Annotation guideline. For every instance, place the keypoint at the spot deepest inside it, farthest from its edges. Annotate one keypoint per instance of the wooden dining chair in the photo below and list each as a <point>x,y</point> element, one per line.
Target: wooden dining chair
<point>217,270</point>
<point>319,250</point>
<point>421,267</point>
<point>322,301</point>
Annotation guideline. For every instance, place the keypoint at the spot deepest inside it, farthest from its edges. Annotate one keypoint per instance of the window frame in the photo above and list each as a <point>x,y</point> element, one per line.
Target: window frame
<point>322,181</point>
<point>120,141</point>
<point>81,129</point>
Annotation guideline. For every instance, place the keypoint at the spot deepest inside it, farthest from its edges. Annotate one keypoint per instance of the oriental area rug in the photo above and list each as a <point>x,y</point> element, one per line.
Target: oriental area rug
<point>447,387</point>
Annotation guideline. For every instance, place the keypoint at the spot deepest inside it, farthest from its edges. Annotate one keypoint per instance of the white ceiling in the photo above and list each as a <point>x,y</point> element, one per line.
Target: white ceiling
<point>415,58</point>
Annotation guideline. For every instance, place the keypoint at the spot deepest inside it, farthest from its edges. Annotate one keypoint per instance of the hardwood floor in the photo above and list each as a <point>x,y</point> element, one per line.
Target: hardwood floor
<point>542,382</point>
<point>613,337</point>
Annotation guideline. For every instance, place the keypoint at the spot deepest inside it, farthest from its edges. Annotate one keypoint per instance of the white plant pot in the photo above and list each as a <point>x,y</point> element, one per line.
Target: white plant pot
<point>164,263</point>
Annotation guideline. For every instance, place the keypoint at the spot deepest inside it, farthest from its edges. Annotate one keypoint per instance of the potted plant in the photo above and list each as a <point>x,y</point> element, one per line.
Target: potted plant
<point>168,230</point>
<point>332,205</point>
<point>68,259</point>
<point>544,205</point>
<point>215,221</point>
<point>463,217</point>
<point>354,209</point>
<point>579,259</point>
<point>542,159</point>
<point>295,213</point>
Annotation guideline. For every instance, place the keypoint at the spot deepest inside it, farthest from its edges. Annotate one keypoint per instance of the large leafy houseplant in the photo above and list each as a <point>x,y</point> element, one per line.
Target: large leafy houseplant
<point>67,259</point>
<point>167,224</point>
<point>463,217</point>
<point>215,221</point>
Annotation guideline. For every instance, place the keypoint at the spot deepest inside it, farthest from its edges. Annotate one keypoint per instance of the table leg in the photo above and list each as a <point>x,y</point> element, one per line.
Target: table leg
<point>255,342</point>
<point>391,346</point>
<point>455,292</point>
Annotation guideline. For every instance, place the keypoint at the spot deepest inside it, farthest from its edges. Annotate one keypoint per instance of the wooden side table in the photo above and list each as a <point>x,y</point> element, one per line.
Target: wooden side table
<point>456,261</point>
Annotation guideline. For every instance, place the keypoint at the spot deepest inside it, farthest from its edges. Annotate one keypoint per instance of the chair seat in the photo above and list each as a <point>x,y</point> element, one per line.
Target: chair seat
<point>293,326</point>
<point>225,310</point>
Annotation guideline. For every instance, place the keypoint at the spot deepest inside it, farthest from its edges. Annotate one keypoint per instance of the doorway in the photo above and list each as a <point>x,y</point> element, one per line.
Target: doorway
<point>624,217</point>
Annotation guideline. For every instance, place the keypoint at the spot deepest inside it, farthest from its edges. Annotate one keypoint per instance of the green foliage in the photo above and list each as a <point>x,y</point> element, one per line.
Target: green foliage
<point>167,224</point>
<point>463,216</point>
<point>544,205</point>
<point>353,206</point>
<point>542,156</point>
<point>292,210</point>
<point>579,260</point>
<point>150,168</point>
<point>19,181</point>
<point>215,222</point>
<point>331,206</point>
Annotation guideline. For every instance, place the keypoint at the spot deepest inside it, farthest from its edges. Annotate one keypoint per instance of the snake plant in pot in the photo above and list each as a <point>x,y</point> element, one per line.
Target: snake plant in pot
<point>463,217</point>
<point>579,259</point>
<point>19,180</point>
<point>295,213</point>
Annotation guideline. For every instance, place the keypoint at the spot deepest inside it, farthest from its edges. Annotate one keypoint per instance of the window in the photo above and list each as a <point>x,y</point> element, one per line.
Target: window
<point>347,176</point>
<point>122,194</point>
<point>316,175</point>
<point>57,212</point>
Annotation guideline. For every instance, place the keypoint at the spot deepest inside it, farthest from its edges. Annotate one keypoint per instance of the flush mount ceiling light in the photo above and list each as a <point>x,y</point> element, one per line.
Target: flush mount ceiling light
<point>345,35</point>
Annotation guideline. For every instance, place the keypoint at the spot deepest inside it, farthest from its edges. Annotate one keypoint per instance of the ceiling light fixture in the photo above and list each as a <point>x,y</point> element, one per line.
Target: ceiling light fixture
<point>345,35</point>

**Exercise brief:**
Beginning with the first line and ending with the last, restate the data word for word.

**Task solution:**
Annotation guideline. For every instance, place the keypoint at the spot deepest inside it, farthest from its edges. Annotate one keypoint per instance of the wooden dining chair in the photo below and list each as a <point>x,y</point> element, one per line.
Target: wooden dining chair
<point>217,270</point>
<point>319,250</point>
<point>421,267</point>
<point>322,301</point>
Annotation guideline. For every instance, place the keypoint at the spot deepest inside it, farthest from its edges. Annotate one keypoint per instance of the window frame in the photo above and list each as a <point>x,y</point> element, one per line.
Target: window frame
<point>322,181</point>
<point>120,141</point>
<point>81,129</point>
Annotation guideline. For every instance, place the keypoint at the spot deepest inside it, farthest from its edges. Annotate one keypoint per instance of the oriental area rug in the photo above and list each as a <point>x,y</point> element, one per line.
Target: oriental area rug
<point>447,387</point>
Annotation guideline. For every instance, place the keypoint at the spot deepest inside it, farthest from its edges. Annotate one keypoint per instance of the white ceiling in the photo above and list each as a <point>x,y</point> element, one per line.
Target: white ceiling
<point>415,58</point>
Annotation guideline. For every instance, place the keypoint at the spot deepest inside it, farthest from its edges. Annotate one keypoint per instance of the hardwood floor in the photo above and list each as a <point>x,y</point> element, one per line.
Target: hardwood floor
<point>542,382</point>
<point>613,337</point>
Annotation guideline. For every instance, place the keypoint at the spot deepest inside it, farthest from its edges. Annotate one keypoint per instance of the white plant pot in the photo above and list each as a <point>x,y</point> element, one per line.
Target: white plant pot
<point>164,263</point>
Annotation guideline. For every instance, place the keypoint at the spot deepest inside it, farthest from its edges. Annotate one keypoint per instance of the potted plant in the photo above and list each as a <point>x,y</point> element, one per line.
Target: potted plant
<point>168,230</point>
<point>332,205</point>
<point>68,259</point>
<point>544,205</point>
<point>215,221</point>
<point>463,217</point>
<point>354,209</point>
<point>579,259</point>
<point>542,159</point>
<point>295,213</point>
Annotation guideline. For every instance, place the keypoint at the spot deepest inside it, farthest from its edges. Annotate one keypoint per instance of the large leafy houseplant in the photo above and list each as a <point>x,y</point> element, one per line.
Target: large leafy houseplant
<point>67,259</point>
<point>167,224</point>
<point>463,217</point>
<point>215,221</point>
Annotation guideline. For every instance, place the keypoint at the spot deepest inside it, farthest from its edges. Annotate one keypoint per instance of the table leg in the photo above and list each as a <point>x,y</point> element, one per line.
Target: table leg
<point>255,342</point>
<point>391,346</point>
<point>455,292</point>
Annotation guideline. For every instance, place the keypoint at the spot deepest inside it, farthest from its edges. Annotate one keypoint per instance of the wooden side table in the photo above and list each as a <point>x,y</point> element, one per line.
Target: wooden side table
<point>456,261</point>
Annotation guideline. For every instance, place the keypoint at the spot deepest inside it, farthest from its edges. Annotate one keypoint per instance of the chair seat in the photo above and list each as a <point>x,y</point> element, one per line.
Target: chair seat
<point>293,326</point>
<point>225,310</point>
Annotation guideline. For every instance, place the keypoint at the spot deepest inside it, farthest from its edges. Annotate one keypoint per instance of the doorway in the photo above and list each as a <point>x,y</point> element, one per line.
Target: doorway
<point>624,217</point>
Annotation guideline. For every instance, place the keypoint at the spot deepest inside it, farthest from its edges. Annotate one keypoint per instance of the green foliage in the photo above and list each as a <point>x,y</point> element, one per line.
Target: green foliage
<point>167,224</point>
<point>463,216</point>
<point>544,205</point>
<point>353,206</point>
<point>542,156</point>
<point>292,210</point>
<point>579,260</point>
<point>150,168</point>
<point>19,181</point>
<point>215,222</point>
<point>331,206</point>
Annotation guideline. For every instance, place the keypoint at the spot deepest inside it, farthest from its edges. Annotate one keypoint per instance of the snake plant in pot in the photo above and list each as a <point>x,y</point> element, one per line.
Target: snake plant in pot
<point>463,217</point>
<point>579,259</point>
<point>19,180</point>
<point>295,213</point>
Annotation guideline. For every instance, place the keypoint at the spot deepest inside it, farthest from its edges. Annotate one keypoint per instance of the window in the photo above and list each as a <point>x,y</point> element, one per line.
Target: window
<point>347,176</point>
<point>122,194</point>
<point>316,175</point>
<point>57,212</point>
Annotation guideline. For every instance, place the keypoint at the spot deepest inside it, farthest from its edges. Annotate one keypoint per instance of the flush mount ceiling light in the photo above and list each as a <point>x,y</point> element, one per line.
Target: flush mount ceiling light
<point>345,35</point>
Annotation guideline. For every instance, place the keypoint at the spot deepest inside it, farthest from its edges. Annotate one keypoint per instance of the ceiling light fixture in the photo above and list each as a <point>x,y</point> element, one per line.
Target: ceiling light fixture
<point>345,35</point>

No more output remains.